— DATA TO USE —
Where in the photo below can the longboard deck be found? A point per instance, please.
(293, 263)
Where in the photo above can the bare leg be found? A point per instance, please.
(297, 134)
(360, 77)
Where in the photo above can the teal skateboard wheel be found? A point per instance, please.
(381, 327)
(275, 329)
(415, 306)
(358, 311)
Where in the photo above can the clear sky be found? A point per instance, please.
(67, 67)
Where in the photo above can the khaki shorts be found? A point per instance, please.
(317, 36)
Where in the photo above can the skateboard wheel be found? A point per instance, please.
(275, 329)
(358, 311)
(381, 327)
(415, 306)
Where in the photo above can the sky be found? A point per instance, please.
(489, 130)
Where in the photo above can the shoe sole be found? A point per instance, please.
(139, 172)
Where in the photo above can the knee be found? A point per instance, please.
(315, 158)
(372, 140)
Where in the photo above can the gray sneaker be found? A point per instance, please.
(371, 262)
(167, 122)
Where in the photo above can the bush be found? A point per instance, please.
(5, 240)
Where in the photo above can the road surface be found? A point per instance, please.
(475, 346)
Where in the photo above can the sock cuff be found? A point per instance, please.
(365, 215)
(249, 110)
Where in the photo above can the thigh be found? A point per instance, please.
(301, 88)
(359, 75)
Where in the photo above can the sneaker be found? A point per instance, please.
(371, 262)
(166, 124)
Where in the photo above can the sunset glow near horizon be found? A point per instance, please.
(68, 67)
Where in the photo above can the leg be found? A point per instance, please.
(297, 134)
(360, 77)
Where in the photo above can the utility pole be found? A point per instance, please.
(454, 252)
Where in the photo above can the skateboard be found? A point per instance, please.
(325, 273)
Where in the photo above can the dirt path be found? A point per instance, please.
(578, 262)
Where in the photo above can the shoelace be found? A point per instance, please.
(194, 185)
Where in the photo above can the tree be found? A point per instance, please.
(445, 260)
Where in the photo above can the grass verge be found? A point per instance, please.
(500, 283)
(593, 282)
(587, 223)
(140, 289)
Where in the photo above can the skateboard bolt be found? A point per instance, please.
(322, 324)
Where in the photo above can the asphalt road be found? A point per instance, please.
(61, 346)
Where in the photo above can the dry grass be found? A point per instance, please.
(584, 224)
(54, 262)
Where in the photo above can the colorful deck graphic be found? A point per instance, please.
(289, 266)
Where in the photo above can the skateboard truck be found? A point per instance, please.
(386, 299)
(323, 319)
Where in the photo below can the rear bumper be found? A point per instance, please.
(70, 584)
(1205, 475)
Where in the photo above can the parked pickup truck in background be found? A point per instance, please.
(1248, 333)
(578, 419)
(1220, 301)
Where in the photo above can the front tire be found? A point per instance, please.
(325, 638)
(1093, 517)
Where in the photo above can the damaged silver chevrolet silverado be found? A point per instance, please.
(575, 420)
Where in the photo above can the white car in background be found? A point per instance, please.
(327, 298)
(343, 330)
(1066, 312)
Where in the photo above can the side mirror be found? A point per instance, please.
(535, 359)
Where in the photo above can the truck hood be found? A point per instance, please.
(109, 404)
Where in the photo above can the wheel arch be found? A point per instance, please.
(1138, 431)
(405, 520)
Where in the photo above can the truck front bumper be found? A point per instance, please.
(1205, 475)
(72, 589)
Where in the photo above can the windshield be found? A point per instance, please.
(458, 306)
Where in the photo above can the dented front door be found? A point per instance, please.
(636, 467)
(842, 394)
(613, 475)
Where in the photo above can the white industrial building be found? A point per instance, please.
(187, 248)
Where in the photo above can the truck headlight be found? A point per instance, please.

— DIRECTIONS —
Transcribe the data in full, keeping every detail.

— TASK SOLUTION —
Where in the photo below can the longboard deck be found? A point per instance, please.
(293, 263)
Where in the photo above can the bare leg be found? A point per instance, please.
(297, 134)
(360, 77)
Where in the photo above can the teal skateboard wheel be found? A point per instance, please.
(381, 327)
(275, 329)
(415, 306)
(358, 311)
Where in the photo above can the clear sky be found? A point per instance, please.
(67, 67)
Where in the photo above can the khaki shorts be found? A point per instance, please.
(317, 36)
Where in the photo above can the skateboard wheel be found? A point per instance, please.
(275, 329)
(358, 311)
(381, 327)
(415, 306)
Where in the photo above can the sky be found? A point per instance, please.
(489, 130)
Where in the photo above can the shoe sole be found? A point per instance, please.
(139, 172)
Where in the photo above can the knee be found? A point per instance, please.
(315, 158)
(372, 140)
Where in the photo above can the gray sneaker be found? A point per instance, please.
(371, 262)
(167, 122)
Where in the photo above can the bush be found? A point per instance, please.
(5, 240)
Where in the photo above can the road surface be found? A point per instance, please.
(475, 346)
Where in the photo above can the sock cuff be found? A point per instance, please.
(365, 215)
(249, 110)
Where in the photo above can the thigh be found? A point per instance, please.
(301, 88)
(359, 75)
Where in the photo above can the sneaker be found? A point per instance, please.
(371, 262)
(166, 124)
Where in the photo above can the sunset glow near horizon be found? A point per instance, please.
(68, 67)
Where in the photo above can the leg be found? A point per instance, please.
(297, 134)
(360, 77)
Where in the photo above can the utility pole be found? A point per instance, please.
(454, 252)
Where in the photo above can the skateboard be found? A point per instance, please.
(325, 273)
Where in the photo above can the dirt path be found? A point per instance, please.
(578, 262)
Where in the photo above can the shoelace be found? A point per instance, please.
(194, 185)
Where in the photo above can the tree be found? A point per instance, please.
(445, 260)
Where in the photo above can the grass verge be found? A point per instance, please.
(500, 283)
(593, 282)
(587, 223)
(140, 289)
Where in the photo above can the skateboard bolt be found? A point per instance, please.
(322, 324)
Where in the photo above can the asphalt road be found? A point per instance, please.
(61, 346)
Where in the photo above can the dry grass be found? A point per instance, please.
(584, 224)
(54, 262)
Where in the photo above can the colorful deck graphic be found? A point per instance, please.
(289, 266)
Where in the photo above can the skateboard truck be found? A point per instance, please.
(386, 299)
(323, 319)
Where in the photo below can the rear bumper be found? A point per instance, please.
(70, 584)
(1205, 475)
Where in the photo above can the parked pickup truck in background be found? A point per instance, please.
(1248, 333)
(578, 419)
(1220, 301)
Where in the photo above can the front tire be found? A point per instance, please.
(325, 638)
(1093, 517)
Where in the photo above can the damaged silver chevrolet silverado be found? A point per instance, please.
(575, 420)
Where in the photo above can the white car in background be found? A point per instance, please.
(327, 298)
(343, 330)
(1066, 312)
Where in the photo above can the side mirror be found? A point per instance, please.
(535, 359)
Where in the photo above can the truck hood be found? A point per instance, please.
(109, 404)
Where in the photo above can the wheel arch be found? A point per instance, please.
(1138, 431)
(405, 520)
Where in the photo above can the truck front bumper be found? A point per instance, please.
(1205, 475)
(72, 589)
Where in the photo above can the windshield be found? A point per instance, please.
(458, 306)
Where in the photo above can the dented front door be found? A point per instance, please.
(636, 467)
(842, 394)
(613, 475)
Where in the photo above can the white industrial building be found? A point per instance, please.
(187, 248)
Where in the photo above can the truck headlight be found? A point per instance, please.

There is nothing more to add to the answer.